### WHAT TO DO
In the records below, find the line containing "of white wall" and retype it and every line after it exactly, adding nothing.

###

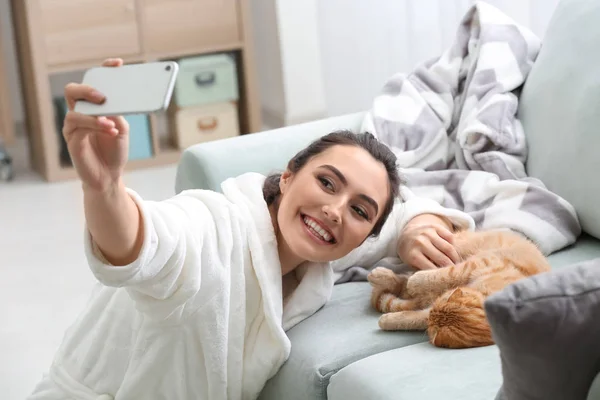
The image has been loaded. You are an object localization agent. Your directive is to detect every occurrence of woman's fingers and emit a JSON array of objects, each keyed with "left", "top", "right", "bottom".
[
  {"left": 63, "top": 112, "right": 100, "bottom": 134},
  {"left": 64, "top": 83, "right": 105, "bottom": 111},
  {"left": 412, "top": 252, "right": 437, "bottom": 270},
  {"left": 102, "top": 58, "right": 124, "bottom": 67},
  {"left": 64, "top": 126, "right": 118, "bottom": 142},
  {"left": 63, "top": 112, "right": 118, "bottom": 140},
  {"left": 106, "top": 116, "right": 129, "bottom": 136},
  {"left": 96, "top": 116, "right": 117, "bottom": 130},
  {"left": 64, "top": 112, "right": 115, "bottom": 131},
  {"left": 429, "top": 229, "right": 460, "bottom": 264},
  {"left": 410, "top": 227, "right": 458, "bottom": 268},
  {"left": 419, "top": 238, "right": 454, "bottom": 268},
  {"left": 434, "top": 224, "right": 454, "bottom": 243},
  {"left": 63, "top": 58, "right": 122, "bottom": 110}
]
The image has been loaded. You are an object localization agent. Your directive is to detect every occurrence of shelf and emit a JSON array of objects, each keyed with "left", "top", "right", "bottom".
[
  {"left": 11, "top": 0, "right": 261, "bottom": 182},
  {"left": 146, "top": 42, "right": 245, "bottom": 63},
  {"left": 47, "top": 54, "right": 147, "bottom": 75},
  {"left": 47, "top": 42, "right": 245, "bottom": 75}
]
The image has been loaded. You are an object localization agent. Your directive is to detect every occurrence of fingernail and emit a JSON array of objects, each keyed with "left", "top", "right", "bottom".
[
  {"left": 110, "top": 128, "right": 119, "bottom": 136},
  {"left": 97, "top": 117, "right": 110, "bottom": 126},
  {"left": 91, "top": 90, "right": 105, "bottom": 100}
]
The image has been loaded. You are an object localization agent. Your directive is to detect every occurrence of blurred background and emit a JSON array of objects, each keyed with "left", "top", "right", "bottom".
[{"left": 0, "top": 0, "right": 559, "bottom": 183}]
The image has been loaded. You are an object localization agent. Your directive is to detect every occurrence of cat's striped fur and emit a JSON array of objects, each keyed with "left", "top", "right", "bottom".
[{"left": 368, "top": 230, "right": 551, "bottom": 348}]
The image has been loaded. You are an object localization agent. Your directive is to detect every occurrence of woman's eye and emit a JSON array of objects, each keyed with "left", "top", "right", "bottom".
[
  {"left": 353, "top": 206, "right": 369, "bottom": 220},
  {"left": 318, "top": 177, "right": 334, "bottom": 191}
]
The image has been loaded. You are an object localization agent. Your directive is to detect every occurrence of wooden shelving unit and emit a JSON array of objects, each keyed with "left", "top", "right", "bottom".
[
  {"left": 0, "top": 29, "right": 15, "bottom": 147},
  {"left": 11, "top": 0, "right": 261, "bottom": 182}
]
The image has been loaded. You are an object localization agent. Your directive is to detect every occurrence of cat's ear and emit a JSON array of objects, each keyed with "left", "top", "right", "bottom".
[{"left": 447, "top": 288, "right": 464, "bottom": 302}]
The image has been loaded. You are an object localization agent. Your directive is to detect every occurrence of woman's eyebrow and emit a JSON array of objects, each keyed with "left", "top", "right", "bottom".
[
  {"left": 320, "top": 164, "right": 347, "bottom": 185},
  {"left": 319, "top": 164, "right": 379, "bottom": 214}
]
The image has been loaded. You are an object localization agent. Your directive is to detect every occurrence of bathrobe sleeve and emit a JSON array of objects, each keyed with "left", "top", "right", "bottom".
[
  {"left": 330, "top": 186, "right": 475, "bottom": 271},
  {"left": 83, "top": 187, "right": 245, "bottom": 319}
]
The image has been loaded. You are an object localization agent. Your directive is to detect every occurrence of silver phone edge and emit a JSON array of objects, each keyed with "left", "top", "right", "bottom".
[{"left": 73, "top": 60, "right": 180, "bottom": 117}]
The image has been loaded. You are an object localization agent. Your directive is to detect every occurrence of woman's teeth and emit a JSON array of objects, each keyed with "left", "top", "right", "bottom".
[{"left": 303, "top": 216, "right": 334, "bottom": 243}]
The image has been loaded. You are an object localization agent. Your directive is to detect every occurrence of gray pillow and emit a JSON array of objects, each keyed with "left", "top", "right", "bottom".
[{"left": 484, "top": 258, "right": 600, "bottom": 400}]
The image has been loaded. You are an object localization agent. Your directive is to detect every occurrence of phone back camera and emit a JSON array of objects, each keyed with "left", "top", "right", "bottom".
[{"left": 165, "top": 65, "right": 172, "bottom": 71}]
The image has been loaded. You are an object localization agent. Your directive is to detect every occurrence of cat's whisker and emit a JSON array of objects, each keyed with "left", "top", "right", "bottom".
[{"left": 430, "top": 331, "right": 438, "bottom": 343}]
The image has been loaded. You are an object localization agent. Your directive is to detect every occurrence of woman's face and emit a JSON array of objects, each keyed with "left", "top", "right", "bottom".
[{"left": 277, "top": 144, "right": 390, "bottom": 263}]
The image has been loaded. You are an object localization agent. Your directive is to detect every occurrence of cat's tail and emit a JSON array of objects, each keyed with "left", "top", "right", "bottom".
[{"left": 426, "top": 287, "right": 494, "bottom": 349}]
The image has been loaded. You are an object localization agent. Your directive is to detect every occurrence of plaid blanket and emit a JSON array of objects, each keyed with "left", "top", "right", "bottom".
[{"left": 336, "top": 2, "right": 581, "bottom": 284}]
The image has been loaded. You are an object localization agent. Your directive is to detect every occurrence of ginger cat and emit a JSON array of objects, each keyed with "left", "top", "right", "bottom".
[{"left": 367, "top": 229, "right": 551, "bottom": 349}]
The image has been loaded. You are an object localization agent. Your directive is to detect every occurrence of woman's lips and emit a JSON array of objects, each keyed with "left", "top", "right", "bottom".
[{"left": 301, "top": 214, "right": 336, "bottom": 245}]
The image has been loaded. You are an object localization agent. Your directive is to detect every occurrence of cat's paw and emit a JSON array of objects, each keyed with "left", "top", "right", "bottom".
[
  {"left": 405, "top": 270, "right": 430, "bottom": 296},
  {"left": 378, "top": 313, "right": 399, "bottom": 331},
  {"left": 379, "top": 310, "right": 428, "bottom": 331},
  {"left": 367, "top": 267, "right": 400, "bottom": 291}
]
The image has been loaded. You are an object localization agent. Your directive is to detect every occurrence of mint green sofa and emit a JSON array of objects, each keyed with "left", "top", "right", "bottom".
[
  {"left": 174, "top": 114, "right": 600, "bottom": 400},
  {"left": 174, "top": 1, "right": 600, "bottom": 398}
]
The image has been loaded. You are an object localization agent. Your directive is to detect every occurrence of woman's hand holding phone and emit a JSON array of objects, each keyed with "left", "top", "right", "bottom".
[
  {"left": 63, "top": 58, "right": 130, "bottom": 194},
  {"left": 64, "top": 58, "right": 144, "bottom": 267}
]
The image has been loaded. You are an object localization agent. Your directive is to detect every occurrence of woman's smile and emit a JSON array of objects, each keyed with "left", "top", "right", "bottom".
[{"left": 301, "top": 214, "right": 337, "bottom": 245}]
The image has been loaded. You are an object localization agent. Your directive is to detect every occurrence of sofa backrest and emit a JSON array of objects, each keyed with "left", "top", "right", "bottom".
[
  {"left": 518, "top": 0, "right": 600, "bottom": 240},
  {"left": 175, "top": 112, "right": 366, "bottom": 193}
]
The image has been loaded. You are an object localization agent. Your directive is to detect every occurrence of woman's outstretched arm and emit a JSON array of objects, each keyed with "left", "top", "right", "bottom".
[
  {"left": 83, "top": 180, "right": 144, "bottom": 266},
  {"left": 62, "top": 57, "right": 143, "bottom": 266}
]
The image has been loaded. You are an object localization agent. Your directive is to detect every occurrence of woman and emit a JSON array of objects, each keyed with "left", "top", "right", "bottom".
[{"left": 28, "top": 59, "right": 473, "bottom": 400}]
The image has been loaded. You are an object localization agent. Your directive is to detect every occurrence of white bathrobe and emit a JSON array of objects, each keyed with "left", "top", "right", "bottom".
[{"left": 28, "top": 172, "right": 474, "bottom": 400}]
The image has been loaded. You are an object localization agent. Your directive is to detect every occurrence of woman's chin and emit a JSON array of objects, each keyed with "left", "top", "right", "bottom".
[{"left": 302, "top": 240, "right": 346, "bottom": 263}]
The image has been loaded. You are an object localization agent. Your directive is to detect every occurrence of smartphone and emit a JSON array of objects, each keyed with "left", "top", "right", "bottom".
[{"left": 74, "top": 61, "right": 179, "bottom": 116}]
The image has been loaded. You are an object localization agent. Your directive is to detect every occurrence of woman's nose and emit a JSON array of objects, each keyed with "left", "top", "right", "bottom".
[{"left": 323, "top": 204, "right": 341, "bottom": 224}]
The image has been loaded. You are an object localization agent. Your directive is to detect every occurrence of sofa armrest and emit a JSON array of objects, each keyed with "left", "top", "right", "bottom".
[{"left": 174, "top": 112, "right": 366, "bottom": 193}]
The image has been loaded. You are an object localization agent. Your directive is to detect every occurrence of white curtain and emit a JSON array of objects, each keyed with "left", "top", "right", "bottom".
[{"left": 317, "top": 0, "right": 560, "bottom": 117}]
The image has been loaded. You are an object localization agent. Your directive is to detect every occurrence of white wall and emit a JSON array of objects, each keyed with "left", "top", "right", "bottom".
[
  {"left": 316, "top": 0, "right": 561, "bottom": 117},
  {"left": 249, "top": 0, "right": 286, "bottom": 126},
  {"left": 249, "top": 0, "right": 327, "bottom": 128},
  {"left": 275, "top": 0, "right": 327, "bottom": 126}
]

###

### OUTPUT OF THE EXERCISE
The image has been loaded. You are an object localization agent. Your directive is to detect every occurrence of white wall and emit a JSON array of objects, each keyed with "left", "top", "right", "bottom".
[
  {"left": 316, "top": 0, "right": 561, "bottom": 117},
  {"left": 249, "top": 0, "right": 286, "bottom": 126},
  {"left": 249, "top": 0, "right": 327, "bottom": 128},
  {"left": 275, "top": 0, "right": 327, "bottom": 126}
]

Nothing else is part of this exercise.